** begin Material to process **
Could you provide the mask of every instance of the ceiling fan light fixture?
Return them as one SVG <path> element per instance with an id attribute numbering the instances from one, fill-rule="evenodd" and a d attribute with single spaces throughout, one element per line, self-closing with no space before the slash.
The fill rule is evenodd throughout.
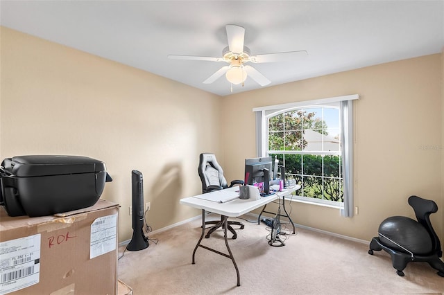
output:
<path id="1" fill-rule="evenodd" d="M 227 80 L 235 85 L 245 82 L 247 78 L 247 72 L 240 66 L 232 66 L 225 73 Z"/>

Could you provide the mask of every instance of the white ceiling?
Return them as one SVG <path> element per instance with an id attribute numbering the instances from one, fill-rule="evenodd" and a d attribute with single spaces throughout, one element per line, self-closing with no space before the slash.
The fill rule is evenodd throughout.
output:
<path id="1" fill-rule="evenodd" d="M 246 29 L 252 55 L 306 50 L 287 62 L 253 64 L 267 87 L 441 53 L 444 1 L 3 1 L 2 26 L 138 68 L 220 96 L 225 26 Z M 247 78 L 232 93 L 261 88 Z"/>

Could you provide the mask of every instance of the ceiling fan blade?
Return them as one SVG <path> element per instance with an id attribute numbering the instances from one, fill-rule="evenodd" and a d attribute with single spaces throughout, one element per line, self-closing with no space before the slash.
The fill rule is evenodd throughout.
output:
<path id="1" fill-rule="evenodd" d="M 217 70 L 216 73 L 210 75 L 210 78 L 208 78 L 208 79 L 203 81 L 203 84 L 212 83 L 213 82 L 216 81 L 217 79 L 221 78 L 222 75 L 225 73 L 229 69 L 230 69 L 230 66 L 222 66 L 221 69 Z"/>
<path id="2" fill-rule="evenodd" d="M 307 51 L 279 52 L 276 53 L 259 54 L 250 57 L 250 61 L 255 63 L 288 62 L 291 60 L 300 58 L 308 55 Z"/>
<path id="3" fill-rule="evenodd" d="M 227 25 L 225 28 L 230 51 L 233 53 L 242 53 L 244 52 L 245 28 L 236 25 Z"/>
<path id="4" fill-rule="evenodd" d="M 212 57 L 207 56 L 194 56 L 194 55 L 169 55 L 168 58 L 170 60 L 204 60 L 206 62 L 223 62 L 223 59 L 221 57 Z"/>
<path id="5" fill-rule="evenodd" d="M 260 73 L 256 69 L 253 68 L 253 66 L 247 65 L 244 66 L 244 69 L 245 69 L 245 71 L 248 74 L 248 76 L 256 81 L 259 85 L 265 86 L 271 83 L 271 81 L 267 79 L 264 75 Z"/>

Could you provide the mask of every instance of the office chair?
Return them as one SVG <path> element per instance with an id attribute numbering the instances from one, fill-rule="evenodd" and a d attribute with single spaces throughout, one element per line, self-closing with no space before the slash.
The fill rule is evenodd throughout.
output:
<path id="1" fill-rule="evenodd" d="M 227 183 L 226 179 L 223 177 L 223 170 L 222 167 L 217 163 L 216 156 L 214 154 L 203 153 L 199 157 L 199 167 L 198 168 L 198 172 L 200 181 L 202 181 L 202 193 L 207 193 L 212 192 L 214 190 L 223 190 L 227 188 L 231 188 L 237 184 L 244 184 L 242 180 L 233 180 L 230 182 L 230 186 Z M 221 217 L 220 221 L 210 221 L 205 222 L 205 225 L 214 224 L 213 226 L 210 228 L 208 233 L 205 235 L 206 238 L 210 238 L 214 231 L 219 227 L 223 226 L 223 218 Z M 205 226 L 203 225 L 203 226 Z M 230 231 L 233 234 L 233 239 L 237 238 L 236 231 L 231 226 L 232 225 L 240 226 L 240 229 L 244 229 L 244 225 L 239 222 L 228 220 L 228 228 Z"/>
<path id="2" fill-rule="evenodd" d="M 404 216 L 384 220 L 378 229 L 379 236 L 372 239 L 368 253 L 384 250 L 391 256 L 392 265 L 400 276 L 410 262 L 425 262 L 444 276 L 444 262 L 439 259 L 443 251 L 439 238 L 432 226 L 430 214 L 438 211 L 434 201 L 416 196 L 409 197 L 418 222 Z"/>

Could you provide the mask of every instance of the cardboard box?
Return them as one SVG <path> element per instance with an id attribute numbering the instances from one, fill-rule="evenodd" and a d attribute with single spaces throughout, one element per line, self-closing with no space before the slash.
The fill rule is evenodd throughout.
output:
<path id="1" fill-rule="evenodd" d="M 119 205 L 57 215 L 0 208 L 0 294 L 116 294 Z"/>

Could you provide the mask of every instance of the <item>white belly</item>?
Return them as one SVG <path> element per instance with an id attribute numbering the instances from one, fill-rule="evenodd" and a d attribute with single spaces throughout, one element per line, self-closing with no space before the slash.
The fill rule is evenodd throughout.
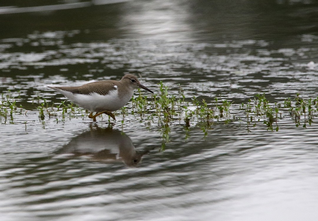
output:
<path id="1" fill-rule="evenodd" d="M 66 97 L 72 103 L 91 111 L 101 112 L 105 110 L 114 111 L 126 105 L 134 93 L 132 90 L 126 96 L 120 98 L 118 96 L 118 90 L 113 90 L 106 95 L 100 95 L 97 93 L 88 95 L 73 93 L 61 90 L 55 90 Z"/>

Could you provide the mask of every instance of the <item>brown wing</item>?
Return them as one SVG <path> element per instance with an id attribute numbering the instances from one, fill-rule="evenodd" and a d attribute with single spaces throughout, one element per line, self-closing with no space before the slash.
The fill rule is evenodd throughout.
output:
<path id="1" fill-rule="evenodd" d="M 105 95 L 110 91 L 117 89 L 114 86 L 117 85 L 117 81 L 111 80 L 101 80 L 76 87 L 55 87 L 55 88 L 73 93 L 89 94 L 95 93 L 101 95 Z"/>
** end Material to process **
**What you have to do:**
Find each line of the material that contains the word "Could", and copy those lines.

**Exercise output:**
Could you provide the mask of every instance of the ceiling fan light fixture?
Could you provide the mask of every instance of the white ceiling?
Could you provide the mask of every instance of the ceiling fan blade?
Could you provide the mask of every instance of the office chair?
Could you provide the mask of every instance of the cardboard box?
Could you provide the mask of every instance of the <item>white belly</item>?
Could you provide the mask of every instance of the <item>brown wing</item>?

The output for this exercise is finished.